--- Begin ---

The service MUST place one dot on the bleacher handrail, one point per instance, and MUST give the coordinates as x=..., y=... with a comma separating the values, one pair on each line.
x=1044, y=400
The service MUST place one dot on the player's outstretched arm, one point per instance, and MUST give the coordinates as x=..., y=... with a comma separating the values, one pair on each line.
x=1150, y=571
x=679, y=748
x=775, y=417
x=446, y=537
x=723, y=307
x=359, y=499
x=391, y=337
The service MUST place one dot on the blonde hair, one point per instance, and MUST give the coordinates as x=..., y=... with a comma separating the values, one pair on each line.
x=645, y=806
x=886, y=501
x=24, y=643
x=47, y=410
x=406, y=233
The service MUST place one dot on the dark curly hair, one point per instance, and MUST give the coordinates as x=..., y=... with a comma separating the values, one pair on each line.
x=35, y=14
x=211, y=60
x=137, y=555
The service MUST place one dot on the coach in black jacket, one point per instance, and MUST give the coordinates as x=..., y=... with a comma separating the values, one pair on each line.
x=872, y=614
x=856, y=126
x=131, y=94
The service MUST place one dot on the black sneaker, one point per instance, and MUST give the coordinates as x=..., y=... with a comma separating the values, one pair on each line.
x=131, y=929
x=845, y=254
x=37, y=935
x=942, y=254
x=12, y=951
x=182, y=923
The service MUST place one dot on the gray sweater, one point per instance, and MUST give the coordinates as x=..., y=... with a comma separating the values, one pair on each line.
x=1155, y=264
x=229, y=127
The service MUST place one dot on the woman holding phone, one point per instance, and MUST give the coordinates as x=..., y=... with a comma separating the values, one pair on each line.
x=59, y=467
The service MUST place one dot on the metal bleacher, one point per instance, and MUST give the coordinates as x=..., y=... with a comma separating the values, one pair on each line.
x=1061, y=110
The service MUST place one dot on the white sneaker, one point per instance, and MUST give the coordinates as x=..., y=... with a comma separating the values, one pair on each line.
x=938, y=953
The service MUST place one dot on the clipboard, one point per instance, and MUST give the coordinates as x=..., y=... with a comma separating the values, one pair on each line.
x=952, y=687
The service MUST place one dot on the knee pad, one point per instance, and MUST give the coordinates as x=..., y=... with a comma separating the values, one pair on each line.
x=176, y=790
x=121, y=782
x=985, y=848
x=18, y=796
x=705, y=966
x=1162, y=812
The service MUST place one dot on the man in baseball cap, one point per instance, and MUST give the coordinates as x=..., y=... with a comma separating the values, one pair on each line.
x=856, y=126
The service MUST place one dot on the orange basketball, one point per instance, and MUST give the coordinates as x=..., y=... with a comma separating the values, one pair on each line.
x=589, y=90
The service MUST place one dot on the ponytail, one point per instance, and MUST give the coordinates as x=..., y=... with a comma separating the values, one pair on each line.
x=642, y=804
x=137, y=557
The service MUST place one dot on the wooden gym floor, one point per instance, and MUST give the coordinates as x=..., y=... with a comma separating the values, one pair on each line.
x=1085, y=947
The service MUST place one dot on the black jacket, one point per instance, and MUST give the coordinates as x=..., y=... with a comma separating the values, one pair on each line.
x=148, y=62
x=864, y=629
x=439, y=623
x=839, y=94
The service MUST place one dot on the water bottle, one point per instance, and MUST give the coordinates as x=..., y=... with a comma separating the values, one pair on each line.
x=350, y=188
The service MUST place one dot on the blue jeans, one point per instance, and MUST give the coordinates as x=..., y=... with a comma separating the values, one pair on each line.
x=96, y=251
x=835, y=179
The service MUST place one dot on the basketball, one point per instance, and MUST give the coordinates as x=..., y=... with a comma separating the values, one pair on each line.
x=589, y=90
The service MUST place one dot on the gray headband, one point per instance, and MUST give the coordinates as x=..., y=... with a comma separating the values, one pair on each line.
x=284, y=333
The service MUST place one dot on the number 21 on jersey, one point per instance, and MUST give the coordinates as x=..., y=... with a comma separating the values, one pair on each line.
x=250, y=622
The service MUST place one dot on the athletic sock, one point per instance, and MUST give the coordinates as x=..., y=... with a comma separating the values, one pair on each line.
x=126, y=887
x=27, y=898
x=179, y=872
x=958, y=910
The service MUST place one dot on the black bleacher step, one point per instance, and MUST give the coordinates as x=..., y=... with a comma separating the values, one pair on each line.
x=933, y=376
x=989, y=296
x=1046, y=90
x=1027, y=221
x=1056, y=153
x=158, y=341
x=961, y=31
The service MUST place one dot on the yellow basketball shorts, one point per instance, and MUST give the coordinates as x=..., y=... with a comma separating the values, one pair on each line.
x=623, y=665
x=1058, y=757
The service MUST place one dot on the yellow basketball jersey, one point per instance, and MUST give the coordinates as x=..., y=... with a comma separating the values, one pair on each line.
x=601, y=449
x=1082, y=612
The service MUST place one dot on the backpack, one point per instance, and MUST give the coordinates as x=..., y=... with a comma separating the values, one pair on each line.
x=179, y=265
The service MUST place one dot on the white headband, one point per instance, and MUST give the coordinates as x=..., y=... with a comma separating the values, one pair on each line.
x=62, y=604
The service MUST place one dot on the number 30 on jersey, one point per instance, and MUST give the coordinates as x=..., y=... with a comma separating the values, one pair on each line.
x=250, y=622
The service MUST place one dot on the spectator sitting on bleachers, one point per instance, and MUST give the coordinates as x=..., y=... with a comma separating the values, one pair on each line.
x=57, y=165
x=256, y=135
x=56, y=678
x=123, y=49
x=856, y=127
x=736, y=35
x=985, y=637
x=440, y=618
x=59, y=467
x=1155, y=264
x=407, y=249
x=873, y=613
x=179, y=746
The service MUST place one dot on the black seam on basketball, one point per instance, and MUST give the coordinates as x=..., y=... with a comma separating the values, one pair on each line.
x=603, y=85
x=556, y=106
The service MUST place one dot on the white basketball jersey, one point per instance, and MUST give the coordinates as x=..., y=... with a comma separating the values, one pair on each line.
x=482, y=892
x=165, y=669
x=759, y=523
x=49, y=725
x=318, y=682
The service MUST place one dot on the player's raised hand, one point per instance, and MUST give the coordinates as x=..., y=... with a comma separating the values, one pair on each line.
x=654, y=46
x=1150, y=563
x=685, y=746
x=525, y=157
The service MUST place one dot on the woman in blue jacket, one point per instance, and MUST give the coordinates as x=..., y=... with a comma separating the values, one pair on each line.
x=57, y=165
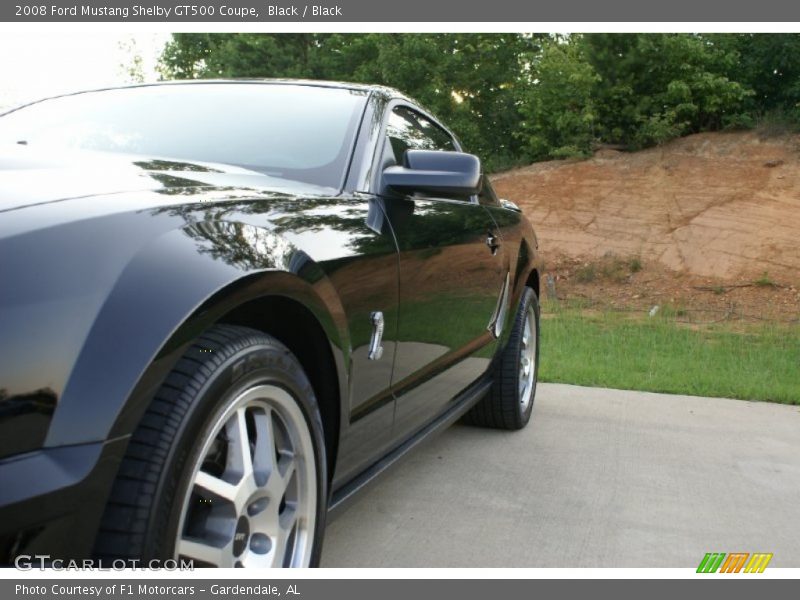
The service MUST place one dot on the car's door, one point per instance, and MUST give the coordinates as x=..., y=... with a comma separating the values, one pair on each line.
x=452, y=278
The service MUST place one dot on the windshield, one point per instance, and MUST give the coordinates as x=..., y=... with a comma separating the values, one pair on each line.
x=299, y=132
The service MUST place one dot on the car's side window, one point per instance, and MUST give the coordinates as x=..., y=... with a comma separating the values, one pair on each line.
x=409, y=130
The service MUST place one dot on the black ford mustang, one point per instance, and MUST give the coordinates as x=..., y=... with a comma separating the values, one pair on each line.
x=225, y=306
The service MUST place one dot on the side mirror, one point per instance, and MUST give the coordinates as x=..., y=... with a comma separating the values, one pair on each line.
x=510, y=205
x=435, y=172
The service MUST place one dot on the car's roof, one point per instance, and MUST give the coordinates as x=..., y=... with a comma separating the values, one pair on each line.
x=379, y=90
x=373, y=89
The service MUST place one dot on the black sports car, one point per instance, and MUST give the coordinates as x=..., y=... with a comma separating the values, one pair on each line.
x=227, y=305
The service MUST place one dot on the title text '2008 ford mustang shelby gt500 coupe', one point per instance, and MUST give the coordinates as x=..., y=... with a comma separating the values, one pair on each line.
x=227, y=305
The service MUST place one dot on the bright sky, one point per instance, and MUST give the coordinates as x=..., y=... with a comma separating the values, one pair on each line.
x=34, y=65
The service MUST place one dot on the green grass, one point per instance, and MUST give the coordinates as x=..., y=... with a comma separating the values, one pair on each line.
x=618, y=350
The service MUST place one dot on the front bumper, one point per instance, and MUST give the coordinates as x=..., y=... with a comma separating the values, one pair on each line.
x=52, y=500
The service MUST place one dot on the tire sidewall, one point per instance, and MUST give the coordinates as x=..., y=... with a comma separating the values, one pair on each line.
x=255, y=364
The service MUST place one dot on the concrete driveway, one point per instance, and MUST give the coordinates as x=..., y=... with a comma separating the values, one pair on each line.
x=600, y=478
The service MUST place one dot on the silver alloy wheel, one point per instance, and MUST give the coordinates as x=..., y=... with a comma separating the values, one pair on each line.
x=251, y=500
x=527, y=359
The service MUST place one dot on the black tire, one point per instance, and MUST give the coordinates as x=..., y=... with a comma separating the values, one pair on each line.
x=176, y=441
x=503, y=407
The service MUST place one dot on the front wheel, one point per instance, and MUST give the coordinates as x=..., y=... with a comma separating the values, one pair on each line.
x=227, y=468
x=509, y=403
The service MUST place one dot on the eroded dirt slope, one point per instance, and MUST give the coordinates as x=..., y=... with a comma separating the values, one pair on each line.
x=716, y=205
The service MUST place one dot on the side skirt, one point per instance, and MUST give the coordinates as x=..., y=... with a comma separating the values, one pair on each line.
x=342, y=496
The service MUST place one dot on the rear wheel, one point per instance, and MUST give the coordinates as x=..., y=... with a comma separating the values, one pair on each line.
x=510, y=400
x=227, y=467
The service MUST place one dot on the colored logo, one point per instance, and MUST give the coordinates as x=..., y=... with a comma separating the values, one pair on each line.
x=737, y=562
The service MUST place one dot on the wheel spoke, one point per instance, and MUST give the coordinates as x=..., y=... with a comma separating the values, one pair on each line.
x=216, y=486
x=239, y=461
x=265, y=456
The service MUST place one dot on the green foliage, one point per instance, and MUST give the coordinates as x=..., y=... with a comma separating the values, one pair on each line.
x=556, y=104
x=514, y=98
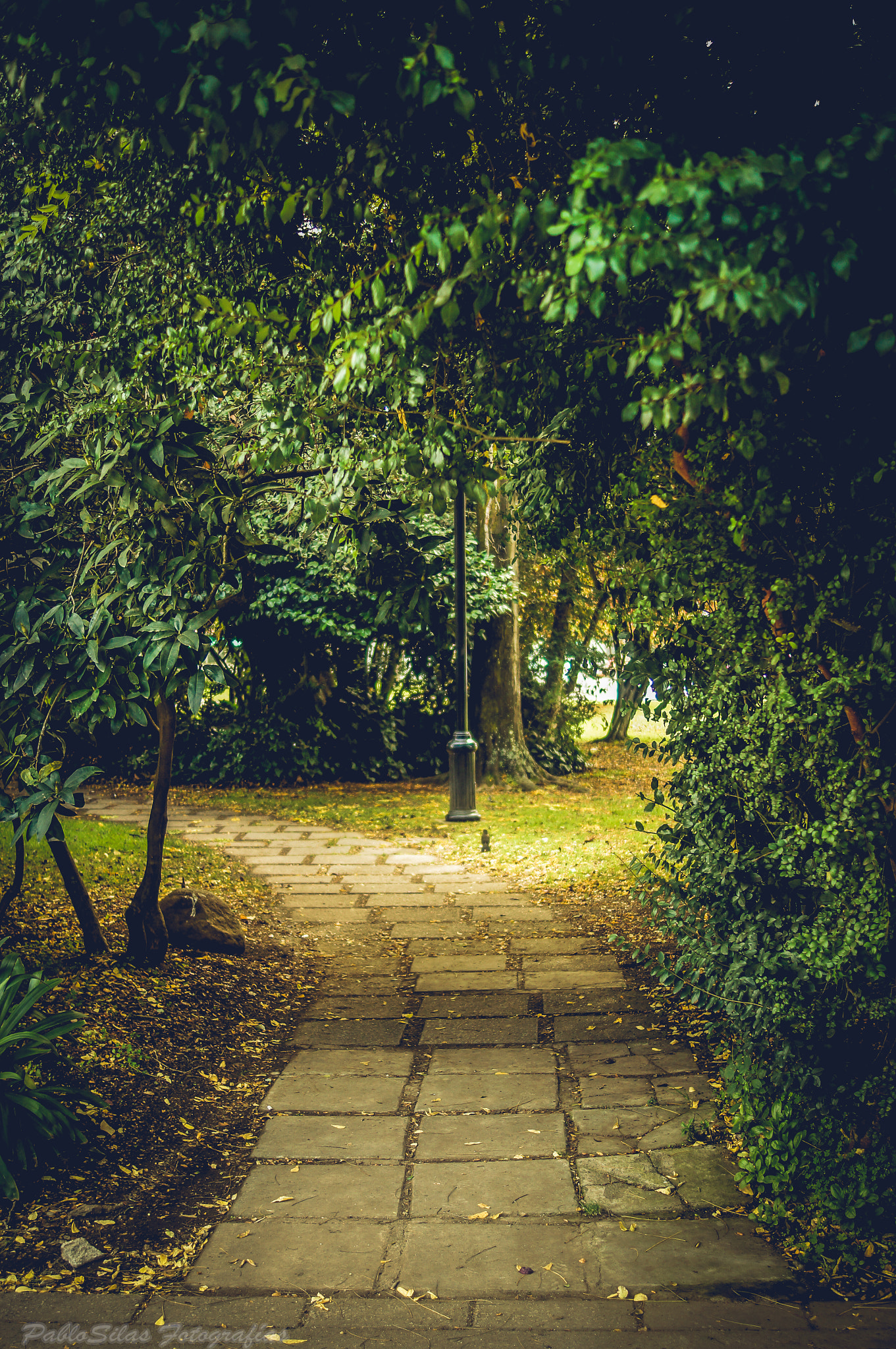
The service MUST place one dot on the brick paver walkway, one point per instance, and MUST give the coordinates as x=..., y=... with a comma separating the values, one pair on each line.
x=479, y=1139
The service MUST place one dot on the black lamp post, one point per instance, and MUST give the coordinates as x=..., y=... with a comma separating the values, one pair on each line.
x=461, y=746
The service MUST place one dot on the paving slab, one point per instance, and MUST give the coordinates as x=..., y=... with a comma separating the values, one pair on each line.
x=330, y=1009
x=627, y=1185
x=492, y=1060
x=433, y=930
x=405, y=903
x=487, y=1031
x=452, y=1138
x=473, y=1004
x=468, y=1189
x=673, y=1135
x=556, y=1317
x=363, y=1062
x=612, y=1093
x=527, y=912
x=458, y=962
x=367, y=1096
x=201, y=1309
x=619, y=1131
x=292, y=1253
x=453, y=981
x=307, y=916
x=704, y=1175
x=479, y=1091
x=674, y=1090
x=702, y=1257
x=537, y=979
x=480, y=1260
x=580, y=961
x=342, y=1190
x=336, y=1139
x=548, y=945
x=379, y=884
x=372, y=1032
x=591, y=1010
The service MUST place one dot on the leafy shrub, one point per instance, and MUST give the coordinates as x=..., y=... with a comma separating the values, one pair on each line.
x=34, y=1117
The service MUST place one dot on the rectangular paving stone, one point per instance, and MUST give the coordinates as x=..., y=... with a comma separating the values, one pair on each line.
x=556, y=1319
x=454, y=981
x=449, y=1138
x=704, y=1176
x=369, y=1096
x=338, y=1139
x=460, y=1189
x=615, y=1093
x=526, y=912
x=457, y=962
x=406, y=927
x=481, y=1031
x=492, y=1060
x=674, y=1090
x=399, y=906
x=360, y=1063
x=548, y=945
x=302, y=916
x=709, y=1257
x=292, y=1253
x=352, y=1008
x=537, y=961
x=321, y=1192
x=409, y=858
x=446, y=1005
x=619, y=1131
x=381, y=884
x=537, y=979
x=372, y=1032
x=480, y=1091
x=458, y=1260
x=600, y=1027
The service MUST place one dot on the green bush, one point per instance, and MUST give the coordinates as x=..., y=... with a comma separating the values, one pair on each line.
x=34, y=1118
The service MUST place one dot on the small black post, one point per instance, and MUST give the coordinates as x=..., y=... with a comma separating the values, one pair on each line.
x=461, y=746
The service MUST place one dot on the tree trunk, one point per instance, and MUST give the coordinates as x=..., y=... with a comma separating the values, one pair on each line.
x=147, y=934
x=18, y=876
x=575, y=668
x=496, y=715
x=557, y=648
x=628, y=695
x=95, y=943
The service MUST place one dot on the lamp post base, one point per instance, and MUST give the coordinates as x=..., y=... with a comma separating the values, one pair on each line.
x=463, y=779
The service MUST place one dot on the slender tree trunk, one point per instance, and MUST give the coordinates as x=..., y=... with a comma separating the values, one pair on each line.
x=18, y=876
x=628, y=695
x=585, y=644
x=558, y=645
x=147, y=934
x=95, y=943
x=496, y=717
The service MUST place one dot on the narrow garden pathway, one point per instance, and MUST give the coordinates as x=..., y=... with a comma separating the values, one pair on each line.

--- End ---

■ What needs to be done ■
Output as a JSON list of strings, one string per line, the lines of the entries starting at the line that contains "The service MUST place one dot on the woman holding" and ending after the line that contains "x=137, y=557", with blank lines omitted.

■ Finished exercise ■
[
  "The service MUST place one dot on the woman holding phone, one point per instance, and MUST give the coordinates as x=..., y=... with a comma separating the values, one pair on each line.",
  "x=59, y=467",
  "The service MUST place one dot on the metal bleacher, one point per instance, and MUST give the coordinates as x=..., y=... with a comma separating the values, one pair on each line.",
  "x=1061, y=110",
  "The service MUST place one dot on the white sneaker, one point per instance, and MUST give the coordinates as x=..., y=... with a comma separating the values, one pair on each line.",
  "x=938, y=953",
  "The service MUST place one dot on the clipboard, one point per instance, and MUST give the coordinates as x=..., y=... with a comma separating the values, one pair on each line.",
  "x=952, y=687",
  "The service MUST place one dot on the knee pad, one point per instance, and MUST give the coordinates as x=..., y=... with a comma separating the values, one pair on each line.",
  "x=176, y=790",
  "x=121, y=782",
  "x=985, y=848",
  "x=18, y=796",
  "x=705, y=966",
  "x=1162, y=812",
  "The service MUST place one dot on the man in baseball cap, one point per instance, and MUST give the coordinates as x=..., y=... with a comma separating the values, one pair on each line.",
  "x=856, y=126",
  "The service MUST place one dot on the orange basketball, one point per instance, and MUST give the coordinates as x=..., y=... with a comma separating the values, one pair on each line.",
  "x=589, y=90",
  "The service MUST place one dot on the ponytail, one point per instance, and MUST give the coordinates as x=..., y=... with a comma separating the values, one pair on each line.",
  "x=642, y=804",
  "x=137, y=557"
]